*** PAGE EXTRACT
Objective. In 1998, we implemented a clinical imaging protocol in which children with suspected appendicitis underwent ultrasonography (US) followed by computed tomography (CT). We sought to determine the impact of the US-CT protocol on changes in perforation and negative appendectomy rates.
Methods. Children with unequivocal presentations for appendicitis went to the operating room without entering the imaging protocol. Using a modified time series design, we analyzed a prospective and retrospective cohort of consecutive patients who were admitted from the emergency department for suspected appendicitis. The perforation and negative appendectomy rates were computed for the periods before and after implementation of the imaging protocol and adjustment for time trends was made.
Results. A total of 1338 children were identified. Eight hundred ten (60.5%) children had equivocal clinical findings. A total of 920 patients were admitted for suspected appendicitis before the protocol was implemented; 526 (57.2%) of the 920 children had appendicitis, and 186 (35.4%) of them had perforation. A total of 91 (14.7%) of 617 had negative appendectomies. After the protocol was implemented, 418 patients were admitted for suspected appendicitis; 328 (78.5%) had appendicitis with 51 (15.5%) perforated. There were 14 (4.1%) of 342 cases of negative appendectomies. After implementation of the imaging protocol, the perforation rate decreased from 35.4% to 15.5%, and the negative appendectomy rate decreased from 14.7% to 4.1%. After secular time trends were adjusted for, the imaging protocol continued to have a strong association with a reduction in perforation rate and negative appendectomy rate.
Conclusion. The implementation of an imaging protocol using US and CT resulted in a marked decrease in the perforation and negative appendectomy rates in children with suspected appendicitis.
******
*** PROVIDED RECORDS
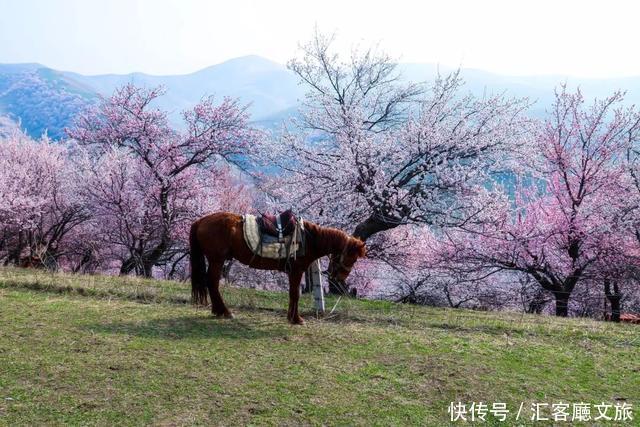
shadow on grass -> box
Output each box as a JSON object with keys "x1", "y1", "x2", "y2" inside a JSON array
[{"x1": 85, "y1": 316, "x2": 289, "y2": 340}]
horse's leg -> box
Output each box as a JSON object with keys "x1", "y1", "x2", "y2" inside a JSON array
[
  {"x1": 287, "y1": 269, "x2": 304, "y2": 325},
  {"x1": 208, "y1": 261, "x2": 233, "y2": 318}
]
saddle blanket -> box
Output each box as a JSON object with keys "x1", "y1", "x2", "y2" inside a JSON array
[{"x1": 242, "y1": 214, "x2": 304, "y2": 259}]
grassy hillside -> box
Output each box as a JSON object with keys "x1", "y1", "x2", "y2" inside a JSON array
[{"x1": 0, "y1": 269, "x2": 640, "y2": 425}]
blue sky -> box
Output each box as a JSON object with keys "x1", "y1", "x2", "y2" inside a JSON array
[{"x1": 0, "y1": 0, "x2": 640, "y2": 77}]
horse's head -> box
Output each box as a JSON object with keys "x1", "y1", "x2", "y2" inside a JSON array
[{"x1": 327, "y1": 237, "x2": 367, "y2": 282}]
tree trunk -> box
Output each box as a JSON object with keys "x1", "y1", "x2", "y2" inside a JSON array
[
  {"x1": 120, "y1": 257, "x2": 137, "y2": 276},
  {"x1": 604, "y1": 279, "x2": 622, "y2": 323},
  {"x1": 554, "y1": 291, "x2": 570, "y2": 317}
]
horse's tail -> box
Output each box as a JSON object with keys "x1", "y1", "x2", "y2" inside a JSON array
[{"x1": 189, "y1": 221, "x2": 207, "y2": 305}]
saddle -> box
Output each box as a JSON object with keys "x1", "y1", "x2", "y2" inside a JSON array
[
  {"x1": 257, "y1": 209, "x2": 298, "y2": 240},
  {"x1": 242, "y1": 210, "x2": 305, "y2": 260}
]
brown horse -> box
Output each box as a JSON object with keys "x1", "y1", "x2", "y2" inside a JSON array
[{"x1": 189, "y1": 212, "x2": 366, "y2": 325}]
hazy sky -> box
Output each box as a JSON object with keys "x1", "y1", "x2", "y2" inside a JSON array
[{"x1": 0, "y1": 0, "x2": 640, "y2": 77}]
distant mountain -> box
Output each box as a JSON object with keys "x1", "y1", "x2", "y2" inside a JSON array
[
  {"x1": 0, "y1": 56, "x2": 640, "y2": 138},
  {"x1": 0, "y1": 64, "x2": 96, "y2": 139},
  {"x1": 63, "y1": 56, "x2": 303, "y2": 125}
]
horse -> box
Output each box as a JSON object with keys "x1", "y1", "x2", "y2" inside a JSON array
[{"x1": 189, "y1": 212, "x2": 366, "y2": 325}]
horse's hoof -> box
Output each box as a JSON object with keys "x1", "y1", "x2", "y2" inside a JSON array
******
• [COMPLETE THE FOLLOWING]
(a) Decide whether each statement below agrees with the abstract on appendicitis imaging. For each, answer yes or no and quote the words of the abstract that settle it: (i) Children with unequivocal presentations for appendicitis entered the imaging protocol before surgery. (ii) After the protocol was implemented, 328 of the 418 patients admitted for suspected appendicitis had appendicitis. (iii) Once secular time trends were adjusted for, the imaging protocol no longer showed a strong association with lower perforation and negative appendectomy rates.
(b) From the abstract on appendicitis imaging, return everything from "Methods. Children with" down to "trends was made.", unchanged.

• [ANSWER SET]
(a)
(i) No. "Children with unequivocal presentations for appendicitis went to the operating room without entering the imaging protocol."
(ii) Yes. "After the protocol was implemented, 418 patients were admitted for suspected appendicitis; 328 (78.5%) had appendicitis with 51 (15.5%) perforated."
(iii) No. "After secular time trends were adjusted for, the imaging protocol continued to have a strong association with a reduction in perforation rate and negative appendectomy rate."

(b)
Methods. Children with unequivocal presentations for appendicitis went to the operating room without entering the imaging protocol. Using a modified time series design, we analyzed a prospective and retrospective cohort of consecutive patients who were admitted from the emergency department for suspected appendicitis. The perforation and negative appendectomy rates were computed for the periods before and after implementation of the imaging protocol and adjustment for time trends was made.